▶ [Excerpted passage]
Edmund S. Durment (Albert R. Moore and W. J. Griffin, on the brief), for appellant.

John D. O'Brien, for appellee.

Before SANBORN, HOOK, and ADAMS, Circuit Judges.

ADAMS, Circuit Judge (after stating the facts as above). The bank purchased nonnegotiable orders or drafts upon the county treasurer, payable to fictitious persons, and by them apparently assigned to it. The orders being nonnegotiable, the bank acquired no greater right to them than its assignors had. The assignors being fictitious persons, and the orders themselves without consideration, fraudulent, and void, the assignee acquired no right against the county. When it presented the orders to the treasurer for payment, and secured payment thereof, it received moneys of the county without consideration, and unquestionably thereby became liable to the county for money had and received to its use. The surety company, as surety for the auditor, whose official misconduct, through the act of his deputy, subjected it to liability (Board of Co. Com'rs v. Sullivan, 89 Minn. 68, 93 N. W. 1056), having restored to the county the amount of its loss, now claims to be subrogated to the county's right of action against the bank to recover from the latter the amount paid by it to the county. Can this be done? The bank places some reliance, in denying the claim of the surety company, upon section 5951, Gen. St. Minn. 1894, which reads as follows:

"The official bond or other security of a public officer to the state or any municipal body or corporation, whether with or without sureties, is to be onstrued as security to all persons severally for the official delinquencies against which it is intended to provide as well as to the state, body or corporation designated therein."

▶ [Data]
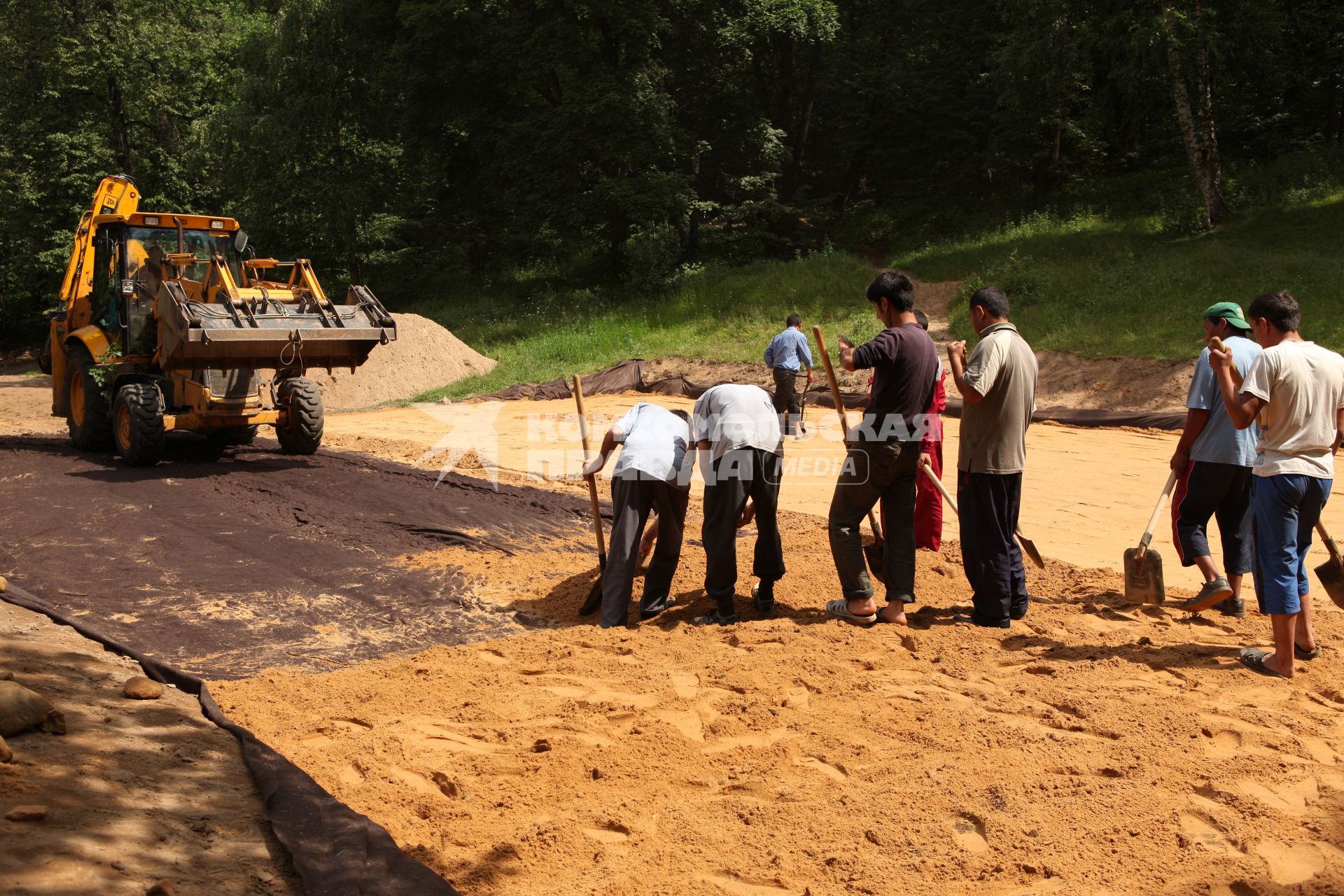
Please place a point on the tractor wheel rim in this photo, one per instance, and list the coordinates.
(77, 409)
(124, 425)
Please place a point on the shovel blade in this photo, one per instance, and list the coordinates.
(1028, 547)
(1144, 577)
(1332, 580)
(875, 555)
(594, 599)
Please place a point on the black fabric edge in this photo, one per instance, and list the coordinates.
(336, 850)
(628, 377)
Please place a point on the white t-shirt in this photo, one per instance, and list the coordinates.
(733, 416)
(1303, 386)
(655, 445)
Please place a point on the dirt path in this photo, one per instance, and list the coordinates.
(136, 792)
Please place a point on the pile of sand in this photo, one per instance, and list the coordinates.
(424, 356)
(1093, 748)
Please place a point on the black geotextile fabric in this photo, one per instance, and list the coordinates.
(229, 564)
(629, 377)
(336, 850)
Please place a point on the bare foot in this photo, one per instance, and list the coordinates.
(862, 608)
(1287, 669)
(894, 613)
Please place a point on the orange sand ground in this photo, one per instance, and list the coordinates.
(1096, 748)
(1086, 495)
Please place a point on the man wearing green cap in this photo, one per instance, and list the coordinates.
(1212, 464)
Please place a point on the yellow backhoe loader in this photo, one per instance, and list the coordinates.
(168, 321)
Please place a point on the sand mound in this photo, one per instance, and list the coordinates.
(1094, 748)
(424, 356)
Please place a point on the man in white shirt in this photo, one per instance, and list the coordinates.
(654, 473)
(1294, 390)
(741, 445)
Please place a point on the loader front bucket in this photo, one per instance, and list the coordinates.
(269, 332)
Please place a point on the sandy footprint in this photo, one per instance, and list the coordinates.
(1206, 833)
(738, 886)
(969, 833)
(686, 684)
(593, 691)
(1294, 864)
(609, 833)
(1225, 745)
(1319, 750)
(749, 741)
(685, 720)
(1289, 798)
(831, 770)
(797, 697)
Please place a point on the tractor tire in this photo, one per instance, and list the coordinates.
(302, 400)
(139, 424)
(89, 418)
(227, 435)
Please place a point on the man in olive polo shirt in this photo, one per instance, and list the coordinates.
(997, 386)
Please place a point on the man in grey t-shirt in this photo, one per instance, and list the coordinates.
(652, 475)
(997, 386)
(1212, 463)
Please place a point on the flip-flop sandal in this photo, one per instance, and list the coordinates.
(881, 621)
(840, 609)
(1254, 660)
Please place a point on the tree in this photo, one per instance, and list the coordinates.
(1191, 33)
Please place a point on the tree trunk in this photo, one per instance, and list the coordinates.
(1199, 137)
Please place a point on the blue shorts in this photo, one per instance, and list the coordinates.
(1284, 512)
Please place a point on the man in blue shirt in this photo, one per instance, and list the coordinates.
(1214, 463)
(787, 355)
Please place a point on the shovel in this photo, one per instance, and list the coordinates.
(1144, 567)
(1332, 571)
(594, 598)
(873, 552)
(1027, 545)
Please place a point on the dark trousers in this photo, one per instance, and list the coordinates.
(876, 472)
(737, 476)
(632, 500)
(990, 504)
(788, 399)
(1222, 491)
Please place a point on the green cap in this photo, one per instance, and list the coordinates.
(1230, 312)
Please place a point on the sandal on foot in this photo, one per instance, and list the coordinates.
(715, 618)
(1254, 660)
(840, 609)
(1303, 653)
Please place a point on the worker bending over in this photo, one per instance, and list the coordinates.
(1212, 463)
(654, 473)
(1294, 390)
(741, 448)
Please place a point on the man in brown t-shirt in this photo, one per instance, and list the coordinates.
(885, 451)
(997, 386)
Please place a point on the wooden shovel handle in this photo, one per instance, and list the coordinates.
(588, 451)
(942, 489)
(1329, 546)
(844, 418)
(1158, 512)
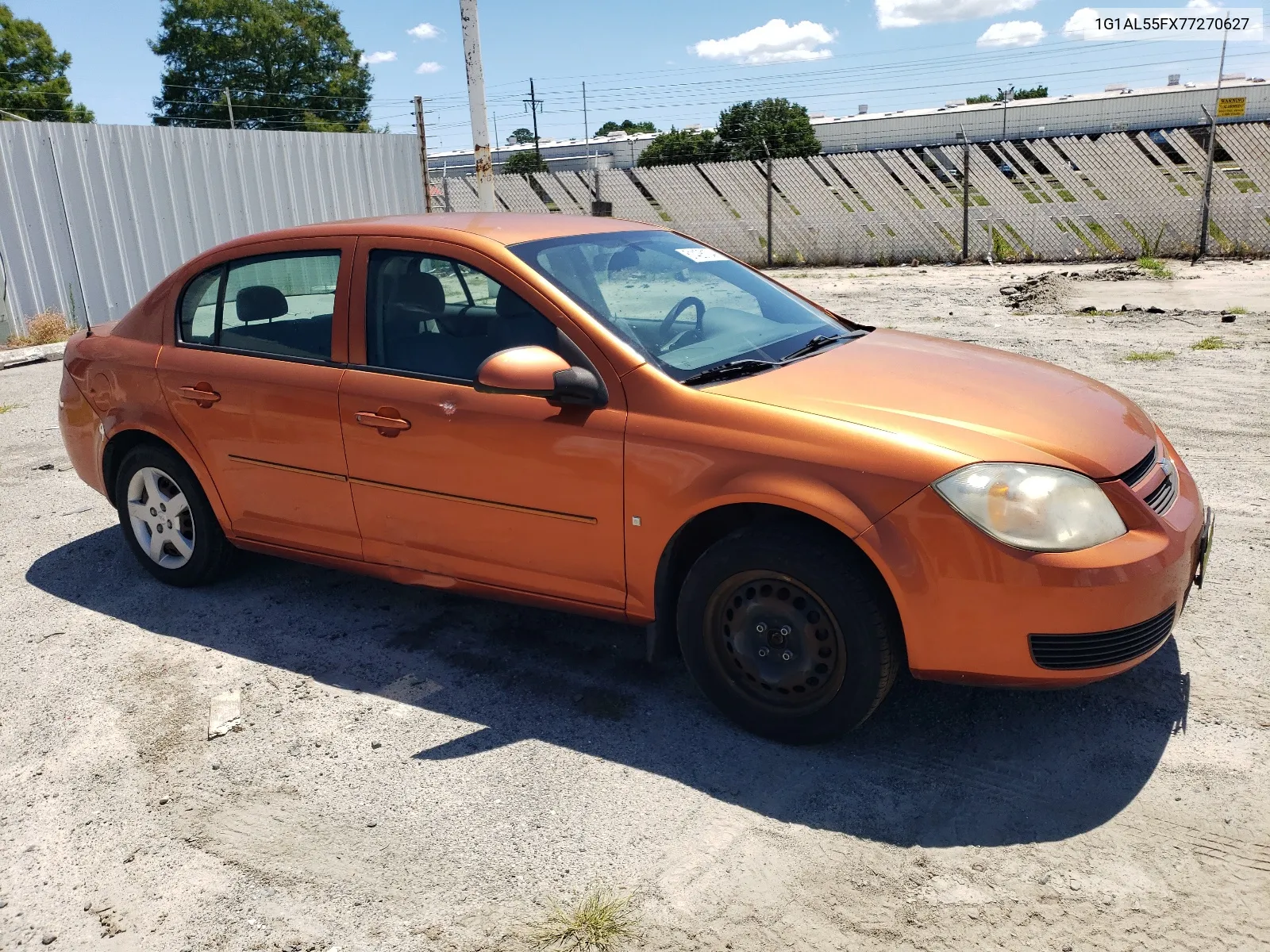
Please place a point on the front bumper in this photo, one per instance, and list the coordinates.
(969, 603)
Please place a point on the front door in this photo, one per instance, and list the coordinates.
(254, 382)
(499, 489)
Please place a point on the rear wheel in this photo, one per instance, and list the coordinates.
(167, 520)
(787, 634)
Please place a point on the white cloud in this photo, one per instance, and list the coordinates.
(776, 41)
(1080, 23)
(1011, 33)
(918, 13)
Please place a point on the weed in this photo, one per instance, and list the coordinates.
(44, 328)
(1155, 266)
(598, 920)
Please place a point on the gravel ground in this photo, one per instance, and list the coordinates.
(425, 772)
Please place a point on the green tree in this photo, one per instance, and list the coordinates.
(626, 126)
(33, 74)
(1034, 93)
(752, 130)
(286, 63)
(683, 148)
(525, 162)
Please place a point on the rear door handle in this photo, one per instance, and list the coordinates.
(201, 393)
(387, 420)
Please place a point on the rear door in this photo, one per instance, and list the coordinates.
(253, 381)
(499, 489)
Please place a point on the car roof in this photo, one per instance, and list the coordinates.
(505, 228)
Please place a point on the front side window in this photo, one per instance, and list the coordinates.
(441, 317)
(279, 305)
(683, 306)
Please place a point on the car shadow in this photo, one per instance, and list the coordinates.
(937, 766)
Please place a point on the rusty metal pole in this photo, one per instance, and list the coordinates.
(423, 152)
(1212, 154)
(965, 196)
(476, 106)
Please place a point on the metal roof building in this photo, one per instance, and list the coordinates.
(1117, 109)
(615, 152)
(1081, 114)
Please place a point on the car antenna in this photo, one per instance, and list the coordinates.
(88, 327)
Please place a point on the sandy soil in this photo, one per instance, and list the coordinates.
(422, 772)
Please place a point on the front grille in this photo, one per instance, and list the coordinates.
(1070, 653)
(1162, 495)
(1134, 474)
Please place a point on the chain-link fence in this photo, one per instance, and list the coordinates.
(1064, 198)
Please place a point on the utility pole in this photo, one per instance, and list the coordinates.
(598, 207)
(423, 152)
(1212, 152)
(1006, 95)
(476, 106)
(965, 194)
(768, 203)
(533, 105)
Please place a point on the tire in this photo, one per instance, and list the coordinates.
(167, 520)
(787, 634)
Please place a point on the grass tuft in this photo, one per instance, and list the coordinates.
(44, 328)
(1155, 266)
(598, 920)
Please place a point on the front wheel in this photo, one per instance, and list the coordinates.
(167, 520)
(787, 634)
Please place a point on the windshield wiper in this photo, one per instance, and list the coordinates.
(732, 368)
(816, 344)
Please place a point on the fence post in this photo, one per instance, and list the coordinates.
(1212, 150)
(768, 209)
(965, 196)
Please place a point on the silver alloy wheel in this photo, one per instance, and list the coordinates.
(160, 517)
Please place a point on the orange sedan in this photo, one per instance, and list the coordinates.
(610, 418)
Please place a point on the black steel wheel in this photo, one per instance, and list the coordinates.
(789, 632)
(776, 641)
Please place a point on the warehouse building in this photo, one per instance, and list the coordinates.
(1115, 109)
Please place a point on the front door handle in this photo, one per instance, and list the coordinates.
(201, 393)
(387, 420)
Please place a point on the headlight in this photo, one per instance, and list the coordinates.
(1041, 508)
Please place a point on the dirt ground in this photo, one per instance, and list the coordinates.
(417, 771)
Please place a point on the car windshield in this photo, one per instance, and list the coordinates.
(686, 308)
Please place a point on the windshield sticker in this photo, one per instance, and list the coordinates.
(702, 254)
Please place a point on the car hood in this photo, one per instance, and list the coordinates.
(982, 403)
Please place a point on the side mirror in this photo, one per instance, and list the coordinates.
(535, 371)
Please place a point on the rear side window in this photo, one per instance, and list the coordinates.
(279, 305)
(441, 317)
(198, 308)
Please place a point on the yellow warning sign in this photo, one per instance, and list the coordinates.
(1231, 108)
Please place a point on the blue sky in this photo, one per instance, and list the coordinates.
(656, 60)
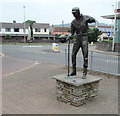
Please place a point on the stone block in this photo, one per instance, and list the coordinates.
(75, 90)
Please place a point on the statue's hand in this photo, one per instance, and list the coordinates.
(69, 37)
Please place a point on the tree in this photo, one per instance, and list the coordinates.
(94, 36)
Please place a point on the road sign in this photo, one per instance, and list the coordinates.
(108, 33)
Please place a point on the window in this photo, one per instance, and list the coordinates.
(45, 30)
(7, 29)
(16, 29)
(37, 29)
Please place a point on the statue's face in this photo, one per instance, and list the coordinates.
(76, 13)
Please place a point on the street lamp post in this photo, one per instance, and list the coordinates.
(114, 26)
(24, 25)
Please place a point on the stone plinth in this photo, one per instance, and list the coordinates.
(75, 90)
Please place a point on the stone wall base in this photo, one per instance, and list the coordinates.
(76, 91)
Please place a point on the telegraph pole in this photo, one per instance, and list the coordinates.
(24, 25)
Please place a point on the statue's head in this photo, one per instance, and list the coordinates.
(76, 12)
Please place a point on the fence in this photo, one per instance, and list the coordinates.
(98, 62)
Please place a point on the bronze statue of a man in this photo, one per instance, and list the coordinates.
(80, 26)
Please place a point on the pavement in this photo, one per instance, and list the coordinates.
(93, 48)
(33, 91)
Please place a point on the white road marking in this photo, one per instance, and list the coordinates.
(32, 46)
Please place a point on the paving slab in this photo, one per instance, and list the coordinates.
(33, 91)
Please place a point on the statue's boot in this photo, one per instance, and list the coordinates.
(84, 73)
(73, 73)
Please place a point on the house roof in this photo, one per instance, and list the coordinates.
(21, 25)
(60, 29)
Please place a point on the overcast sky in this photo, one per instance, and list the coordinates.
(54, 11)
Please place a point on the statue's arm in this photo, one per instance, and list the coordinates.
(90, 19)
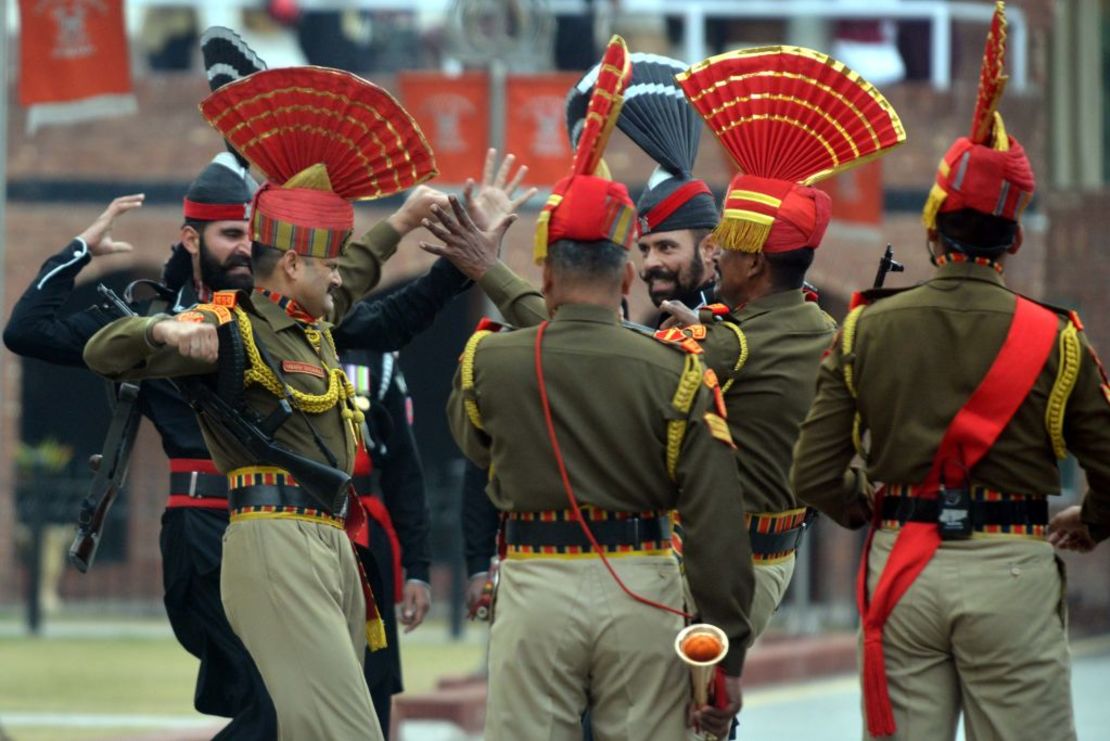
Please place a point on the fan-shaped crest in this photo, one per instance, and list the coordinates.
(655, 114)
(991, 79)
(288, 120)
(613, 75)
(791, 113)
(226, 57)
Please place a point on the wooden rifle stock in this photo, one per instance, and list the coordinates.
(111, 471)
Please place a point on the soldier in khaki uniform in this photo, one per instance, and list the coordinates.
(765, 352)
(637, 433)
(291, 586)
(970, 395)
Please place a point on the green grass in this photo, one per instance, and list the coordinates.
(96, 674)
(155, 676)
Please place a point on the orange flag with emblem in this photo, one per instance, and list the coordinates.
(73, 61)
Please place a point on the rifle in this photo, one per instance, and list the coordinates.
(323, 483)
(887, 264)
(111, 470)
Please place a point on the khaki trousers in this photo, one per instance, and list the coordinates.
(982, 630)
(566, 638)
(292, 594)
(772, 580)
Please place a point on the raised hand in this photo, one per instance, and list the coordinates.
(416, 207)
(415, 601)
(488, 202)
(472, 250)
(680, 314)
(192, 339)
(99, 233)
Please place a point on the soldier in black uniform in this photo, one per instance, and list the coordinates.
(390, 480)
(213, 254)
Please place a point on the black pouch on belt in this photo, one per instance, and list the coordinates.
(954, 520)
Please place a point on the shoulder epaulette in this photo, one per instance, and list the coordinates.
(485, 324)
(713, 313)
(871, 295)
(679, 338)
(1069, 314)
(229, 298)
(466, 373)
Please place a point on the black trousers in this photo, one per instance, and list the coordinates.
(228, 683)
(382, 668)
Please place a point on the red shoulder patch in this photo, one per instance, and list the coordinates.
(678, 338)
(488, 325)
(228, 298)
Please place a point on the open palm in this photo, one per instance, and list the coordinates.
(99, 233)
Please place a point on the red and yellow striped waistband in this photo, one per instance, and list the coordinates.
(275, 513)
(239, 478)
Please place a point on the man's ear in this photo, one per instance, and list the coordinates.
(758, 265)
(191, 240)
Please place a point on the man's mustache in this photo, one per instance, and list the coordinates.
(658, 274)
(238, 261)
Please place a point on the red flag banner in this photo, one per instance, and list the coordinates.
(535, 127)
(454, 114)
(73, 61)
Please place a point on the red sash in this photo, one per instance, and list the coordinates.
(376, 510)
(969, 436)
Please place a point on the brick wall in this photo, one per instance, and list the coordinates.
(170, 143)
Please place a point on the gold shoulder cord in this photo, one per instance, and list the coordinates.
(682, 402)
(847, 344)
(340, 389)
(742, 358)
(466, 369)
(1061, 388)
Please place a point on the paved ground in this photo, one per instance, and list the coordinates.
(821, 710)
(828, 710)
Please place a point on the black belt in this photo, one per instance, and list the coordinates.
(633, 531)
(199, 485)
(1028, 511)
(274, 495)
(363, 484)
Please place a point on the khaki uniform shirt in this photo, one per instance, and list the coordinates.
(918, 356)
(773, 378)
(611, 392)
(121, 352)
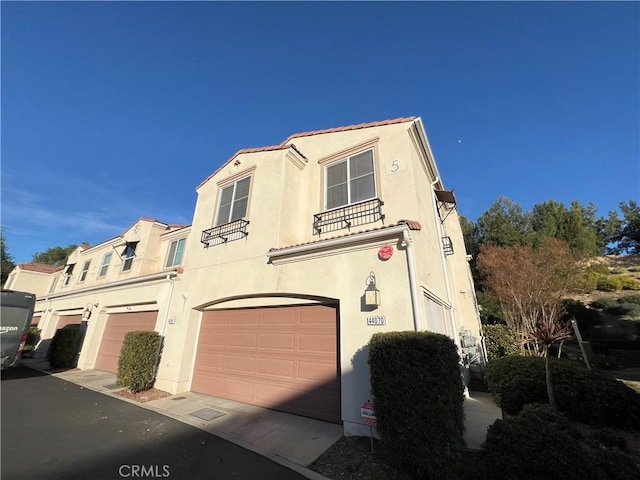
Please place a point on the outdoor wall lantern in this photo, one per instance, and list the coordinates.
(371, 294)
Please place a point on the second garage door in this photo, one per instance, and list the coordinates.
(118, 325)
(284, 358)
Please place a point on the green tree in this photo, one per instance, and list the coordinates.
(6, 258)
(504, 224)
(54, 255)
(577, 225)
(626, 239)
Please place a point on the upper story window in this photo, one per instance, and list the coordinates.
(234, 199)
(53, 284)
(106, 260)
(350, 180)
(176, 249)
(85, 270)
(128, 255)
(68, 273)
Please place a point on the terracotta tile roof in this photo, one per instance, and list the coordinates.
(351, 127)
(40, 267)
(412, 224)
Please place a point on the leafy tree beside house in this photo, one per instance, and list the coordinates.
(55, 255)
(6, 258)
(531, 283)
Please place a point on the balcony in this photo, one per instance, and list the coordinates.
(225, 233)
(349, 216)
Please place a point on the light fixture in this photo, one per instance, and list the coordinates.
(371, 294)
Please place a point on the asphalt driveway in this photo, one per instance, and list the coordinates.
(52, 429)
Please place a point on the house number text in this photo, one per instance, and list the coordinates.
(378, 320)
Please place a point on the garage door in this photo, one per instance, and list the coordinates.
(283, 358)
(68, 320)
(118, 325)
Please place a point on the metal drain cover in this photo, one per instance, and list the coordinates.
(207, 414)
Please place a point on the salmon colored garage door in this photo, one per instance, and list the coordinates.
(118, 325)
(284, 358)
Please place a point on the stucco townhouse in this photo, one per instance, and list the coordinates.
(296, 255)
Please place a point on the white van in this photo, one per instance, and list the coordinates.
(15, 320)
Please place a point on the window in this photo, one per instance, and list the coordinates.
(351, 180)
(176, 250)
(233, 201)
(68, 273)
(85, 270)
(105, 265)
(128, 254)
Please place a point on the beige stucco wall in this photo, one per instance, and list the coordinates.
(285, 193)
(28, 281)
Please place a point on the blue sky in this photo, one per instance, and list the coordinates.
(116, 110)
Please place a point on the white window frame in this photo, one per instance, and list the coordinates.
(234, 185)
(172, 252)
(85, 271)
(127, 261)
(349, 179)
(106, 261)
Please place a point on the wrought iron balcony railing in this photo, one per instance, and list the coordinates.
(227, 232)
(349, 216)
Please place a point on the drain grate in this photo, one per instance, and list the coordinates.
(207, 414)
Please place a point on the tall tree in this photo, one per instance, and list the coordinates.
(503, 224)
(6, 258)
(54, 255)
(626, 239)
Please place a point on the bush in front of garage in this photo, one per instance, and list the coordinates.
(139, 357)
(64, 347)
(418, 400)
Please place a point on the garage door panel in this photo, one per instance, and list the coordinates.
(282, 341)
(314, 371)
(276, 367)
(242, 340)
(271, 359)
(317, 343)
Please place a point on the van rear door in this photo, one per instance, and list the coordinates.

▶ [Task requirements]
**1)** Condense the paragraph of the court opinion excerpt that begins "ADAMS, Circuit Judge" into a short paragraph, keeping its main facts.
**2)** From the court opinion excerpt, copy the stretch from "Edmund S. Durment" through "ADAMS, Circuit Judges." word for word.

▶ [Solved problems]
**1)** The bank bought nonnegotiable orders on the county treasurer. They were payable to fictitious persons and apparently assigned to the bank. Because the orders were nonnegotiable, the bank gained no greater right than its assignors had. The assignors were fictitious and the orders were void, fraudulent, and without consideration, so the bank gained no right against the county. By collecting payment from the treasurer, the bank received county money without consideration and became liable to the county for money had and received. The auditor's deputy committed official misconduct, which made the surety company liable. The surety company repaid the county's loss and now claims subrogation to the county's right of action against the bank. The court asks whether this can be done. In opposing the claim, the bank relies partly on section 5951, Gen. St. Minn. 1894.

**2)**
Edmund S. Durment (Albert R. Moore and W. J. Griffin, on the brief), for appellant.

John D. O'Brien, for appellee.

Before SANBORN, HOOK, and ADAMS, Circuit Judges.